* Begin Given entries *

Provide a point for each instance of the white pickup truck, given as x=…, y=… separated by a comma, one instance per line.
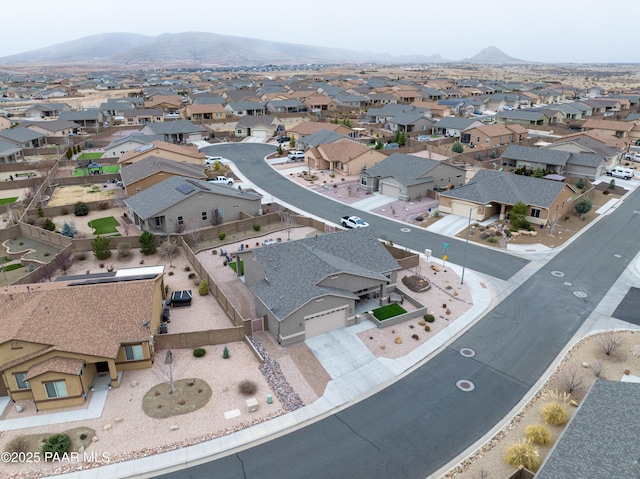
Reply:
x=353, y=222
x=221, y=180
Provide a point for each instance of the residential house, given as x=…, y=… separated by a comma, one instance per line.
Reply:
x=522, y=117
x=245, y=108
x=23, y=137
x=454, y=126
x=54, y=128
x=408, y=177
x=204, y=111
x=142, y=116
x=263, y=126
x=176, y=204
x=162, y=149
x=493, y=192
x=152, y=170
x=9, y=152
x=344, y=156
x=56, y=338
x=600, y=439
x=177, y=131
x=120, y=146
x=311, y=286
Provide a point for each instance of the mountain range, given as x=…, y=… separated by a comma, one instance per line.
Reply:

* End Given entries *

* _The exercise_: Render all of the data above as a numbered list, skipping any blank lines and leaving out the pictures.

* _Correct answer_:
1. Provide a point for each instance of the white pickup truck, given as x=…, y=… separated by a comma, one instance per line.
2. Reply:
3. x=353, y=222
4. x=221, y=180
5. Provide a point for each instance of the residential house, given as x=…, y=… separated by a comma, one instance per line.
6. Reply:
7. x=522, y=117
8. x=245, y=108
9. x=23, y=137
10. x=454, y=126
11. x=54, y=128
12. x=408, y=177
13. x=204, y=111
14. x=142, y=116
15. x=263, y=126
16. x=176, y=204
17. x=162, y=149
18. x=493, y=192
19. x=152, y=170
20. x=9, y=152
21. x=344, y=156
22. x=56, y=338
23. x=600, y=439
24. x=177, y=131
25. x=120, y=146
26. x=311, y=286
27. Provide a point for each instance of the mountain range, given as x=…, y=… separated by a comma, one instance per line.
28. Reply:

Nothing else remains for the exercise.